◆ **Goal**:
Transcribe everything from the line containing "Phrase: grassy bank" down to the end of the lines below, including both ends.

[Dataset excerpt]

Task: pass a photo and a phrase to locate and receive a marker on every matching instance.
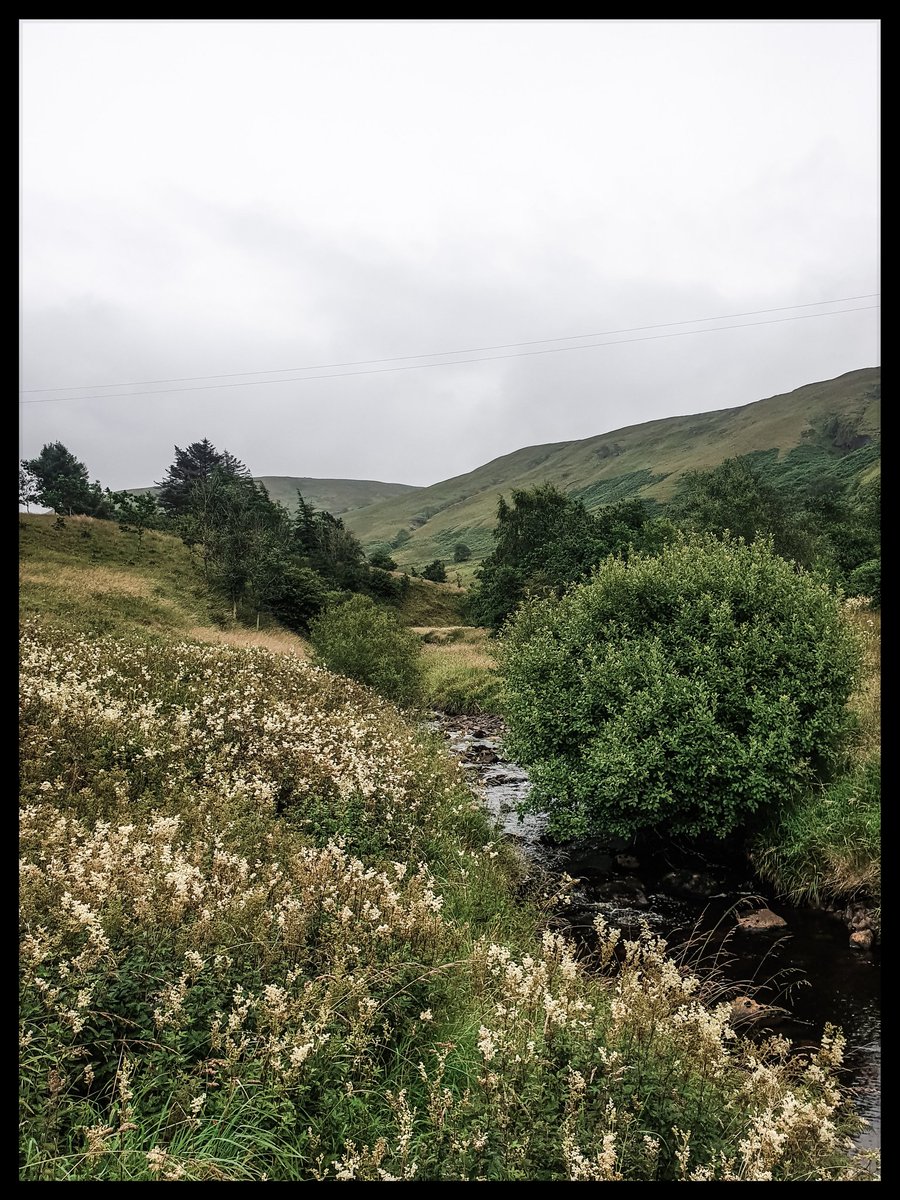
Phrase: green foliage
(192, 466)
(436, 571)
(546, 540)
(683, 693)
(733, 498)
(366, 642)
(828, 844)
(136, 511)
(57, 480)
(865, 581)
(295, 594)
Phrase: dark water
(805, 973)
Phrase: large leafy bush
(683, 693)
(366, 642)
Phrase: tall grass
(269, 934)
(828, 846)
(460, 671)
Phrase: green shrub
(366, 642)
(829, 844)
(683, 693)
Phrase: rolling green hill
(335, 496)
(823, 429)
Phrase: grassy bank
(459, 670)
(829, 846)
(268, 933)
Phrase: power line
(437, 354)
(421, 366)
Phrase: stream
(801, 975)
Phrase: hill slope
(833, 426)
(335, 496)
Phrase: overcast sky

◆ **Answer to this problem**:
Phrase: grassy bank
(459, 670)
(829, 846)
(268, 933)
Phrase: power line
(437, 354)
(421, 366)
Phrase: stream
(801, 975)
Phrase: hill slope
(833, 426)
(335, 496)
Phrase: overcast sky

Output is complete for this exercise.